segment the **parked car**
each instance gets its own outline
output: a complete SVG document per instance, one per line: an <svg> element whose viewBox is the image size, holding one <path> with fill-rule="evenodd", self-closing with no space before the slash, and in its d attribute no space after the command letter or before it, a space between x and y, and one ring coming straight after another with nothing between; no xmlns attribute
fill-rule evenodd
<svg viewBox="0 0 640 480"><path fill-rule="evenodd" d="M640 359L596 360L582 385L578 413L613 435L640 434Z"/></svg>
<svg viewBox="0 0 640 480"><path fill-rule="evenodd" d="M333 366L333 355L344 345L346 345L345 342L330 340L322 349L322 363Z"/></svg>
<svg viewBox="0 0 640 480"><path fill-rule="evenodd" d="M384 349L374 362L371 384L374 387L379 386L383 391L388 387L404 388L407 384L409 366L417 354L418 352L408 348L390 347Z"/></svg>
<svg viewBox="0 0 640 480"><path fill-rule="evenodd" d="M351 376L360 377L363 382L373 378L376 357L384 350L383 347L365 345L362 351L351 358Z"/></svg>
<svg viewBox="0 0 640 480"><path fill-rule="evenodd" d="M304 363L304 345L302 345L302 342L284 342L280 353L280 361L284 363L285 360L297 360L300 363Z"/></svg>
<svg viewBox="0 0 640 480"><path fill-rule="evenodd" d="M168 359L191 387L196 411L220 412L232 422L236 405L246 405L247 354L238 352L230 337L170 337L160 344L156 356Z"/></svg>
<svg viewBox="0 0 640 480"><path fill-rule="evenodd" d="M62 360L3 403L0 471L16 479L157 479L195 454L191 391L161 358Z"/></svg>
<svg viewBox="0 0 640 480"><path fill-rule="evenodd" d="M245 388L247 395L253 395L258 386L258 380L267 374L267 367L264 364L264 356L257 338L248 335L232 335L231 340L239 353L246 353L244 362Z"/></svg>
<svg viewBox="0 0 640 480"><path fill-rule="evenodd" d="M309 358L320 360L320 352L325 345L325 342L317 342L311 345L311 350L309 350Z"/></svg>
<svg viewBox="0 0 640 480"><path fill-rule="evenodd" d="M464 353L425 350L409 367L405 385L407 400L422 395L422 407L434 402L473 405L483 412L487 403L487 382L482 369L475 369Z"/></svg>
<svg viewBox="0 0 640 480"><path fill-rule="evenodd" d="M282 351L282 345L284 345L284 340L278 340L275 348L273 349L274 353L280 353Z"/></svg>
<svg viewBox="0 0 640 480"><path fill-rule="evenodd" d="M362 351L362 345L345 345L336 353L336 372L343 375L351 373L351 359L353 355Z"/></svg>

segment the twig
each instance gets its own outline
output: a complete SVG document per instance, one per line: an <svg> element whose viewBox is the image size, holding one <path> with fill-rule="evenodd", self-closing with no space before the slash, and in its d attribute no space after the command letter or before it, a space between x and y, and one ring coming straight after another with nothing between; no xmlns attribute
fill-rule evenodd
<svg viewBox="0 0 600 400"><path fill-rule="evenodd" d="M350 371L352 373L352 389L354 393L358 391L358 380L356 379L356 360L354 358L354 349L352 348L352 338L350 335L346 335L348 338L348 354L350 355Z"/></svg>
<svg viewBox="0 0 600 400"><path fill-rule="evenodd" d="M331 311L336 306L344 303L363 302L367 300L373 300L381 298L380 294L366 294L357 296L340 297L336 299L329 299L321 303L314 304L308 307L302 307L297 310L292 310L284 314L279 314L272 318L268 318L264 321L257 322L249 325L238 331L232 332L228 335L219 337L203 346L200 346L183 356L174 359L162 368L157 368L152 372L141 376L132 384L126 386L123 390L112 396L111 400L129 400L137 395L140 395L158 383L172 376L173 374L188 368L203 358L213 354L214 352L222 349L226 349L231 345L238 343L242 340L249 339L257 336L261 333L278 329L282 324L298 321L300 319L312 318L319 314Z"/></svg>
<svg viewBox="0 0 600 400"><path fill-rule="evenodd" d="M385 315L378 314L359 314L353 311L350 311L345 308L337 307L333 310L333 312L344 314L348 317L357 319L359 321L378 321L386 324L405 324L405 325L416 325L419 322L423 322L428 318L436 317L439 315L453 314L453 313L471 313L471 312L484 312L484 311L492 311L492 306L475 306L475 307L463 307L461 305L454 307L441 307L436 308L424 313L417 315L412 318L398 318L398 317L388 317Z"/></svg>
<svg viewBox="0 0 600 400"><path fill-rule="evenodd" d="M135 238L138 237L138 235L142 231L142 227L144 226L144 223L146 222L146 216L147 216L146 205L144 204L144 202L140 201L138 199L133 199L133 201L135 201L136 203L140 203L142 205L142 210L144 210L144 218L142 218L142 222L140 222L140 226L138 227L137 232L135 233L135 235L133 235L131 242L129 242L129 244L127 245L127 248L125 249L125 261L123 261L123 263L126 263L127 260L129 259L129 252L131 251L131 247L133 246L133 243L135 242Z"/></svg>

* **TASK INSTRUCTIONS**: Your answer should be all of the records, transcribed exactly.

* **OUTPUT BELOW**:
segment the **parked car**
each instance gets its own outline
output: a complete SVG document per instance, one per line: an <svg> element whose viewBox is the image size, holding one <path> with fill-rule="evenodd", self-closing with no space before the slash, and in its d attribute no space after the command letter or before it, a space between x and y, and one ring coming straight after another with nothing between; no xmlns attribute
fill-rule evenodd
<svg viewBox="0 0 640 480"><path fill-rule="evenodd" d="M640 359L596 360L582 385L578 413L613 435L640 434Z"/></svg>
<svg viewBox="0 0 640 480"><path fill-rule="evenodd" d="M333 366L333 355L344 345L346 345L345 342L330 340L322 349L322 363Z"/></svg>
<svg viewBox="0 0 640 480"><path fill-rule="evenodd" d="M384 349L374 362L371 384L374 387L379 386L383 391L388 387L404 388L407 384L409 366L417 354L418 352L408 348L390 347Z"/></svg>
<svg viewBox="0 0 640 480"><path fill-rule="evenodd" d="M351 376L360 377L363 382L373 378L376 357L384 350L383 347L365 345L362 351L351 358Z"/></svg>
<svg viewBox="0 0 640 480"><path fill-rule="evenodd" d="M304 363L304 345L302 345L302 342L284 342L280 353L280 361L284 363L285 360L297 360L300 363Z"/></svg>
<svg viewBox="0 0 640 480"><path fill-rule="evenodd" d="M168 359L191 387L196 411L220 412L232 422L236 405L246 405L247 354L238 352L230 337L170 337L160 344L156 356Z"/></svg>
<svg viewBox="0 0 640 480"><path fill-rule="evenodd" d="M62 360L3 403L0 471L16 479L157 479L195 454L191 391L161 358Z"/></svg>
<svg viewBox="0 0 640 480"><path fill-rule="evenodd" d="M245 388L247 395L253 395L258 386L258 380L267 374L267 367L264 364L264 356L257 338L248 335L232 335L231 340L239 353L246 353L244 362Z"/></svg>
<svg viewBox="0 0 640 480"><path fill-rule="evenodd" d="M309 358L320 360L320 352L325 345L325 342L317 342L311 345L311 350L309 350Z"/></svg>
<svg viewBox="0 0 640 480"><path fill-rule="evenodd" d="M464 353L425 350L409 367L405 385L407 400L422 395L422 407L434 402L473 405L483 412L487 403L487 382L482 369L475 369Z"/></svg>
<svg viewBox="0 0 640 480"><path fill-rule="evenodd" d="M282 351L282 345L284 345L284 340L278 340L275 348L273 349L274 353L280 353Z"/></svg>
<svg viewBox="0 0 640 480"><path fill-rule="evenodd" d="M362 351L362 345L345 345L336 353L336 372L343 375L351 373L351 359L353 355Z"/></svg>

segment the twig
each instance gets its own outline
output: a complete SVG document per instance, one per line: an <svg> element whose viewBox is the image size, holding one <path> with fill-rule="evenodd", self-closing with no space before the slash, and in its d attribute no space after the command letter or before it, a space between x and y, and one ring coming straight after another with nothing between; no xmlns attribute
fill-rule evenodd
<svg viewBox="0 0 600 400"><path fill-rule="evenodd" d="M350 371L352 373L352 389L354 393L358 391L358 380L356 379L356 360L354 358L354 349L352 348L352 338L350 335L346 335L348 338L348 354L350 355Z"/></svg>
<svg viewBox="0 0 600 400"><path fill-rule="evenodd" d="M331 311L336 306L344 303L363 302L367 300L373 300L381 298L380 294L366 294L357 296L340 297L336 299L329 299L321 303L314 304L308 307L302 307L297 310L292 310L284 314L279 314L272 318L268 318L264 321L257 322L249 325L238 331L232 332L228 335L219 337L203 346L200 346L183 356L174 359L162 368L157 368L152 372L141 376L132 384L126 386L123 390L112 396L111 400L129 400L137 395L140 395L158 383L172 376L173 374L188 368L203 358L213 354L214 352L222 349L226 349L231 345L238 343L242 340L249 339L257 336L261 333L278 329L282 324L298 321L300 319L312 318L319 314Z"/></svg>
<svg viewBox="0 0 600 400"><path fill-rule="evenodd" d="M385 315L378 314L359 314L353 311L350 311L345 308L337 307L333 310L333 312L344 314L348 317L357 319L359 321L378 321L386 324L405 324L405 325L416 325L419 322L423 322L428 318L436 317L439 315L453 314L453 313L471 313L471 312L484 312L484 311L492 311L492 306L475 306L475 307L463 307L461 305L454 307L441 307L436 308L424 313L417 315L412 318L398 318L398 317L388 317Z"/></svg>
<svg viewBox="0 0 600 400"><path fill-rule="evenodd" d="M135 238L138 237L138 235L142 231L142 227L144 226L144 223L146 222L146 216L147 216L146 205L144 204L144 202L140 201L138 199L133 199L133 201L135 201L136 203L140 203L142 205L142 210L144 210L144 218L142 218L142 222L140 222L140 226L138 227L137 232L135 233L135 235L133 235L131 242L129 242L129 244L127 245L127 248L125 249L125 261L123 261L123 263L126 263L127 260L129 259L129 252L131 251L131 247L133 246L133 243L135 242Z"/></svg>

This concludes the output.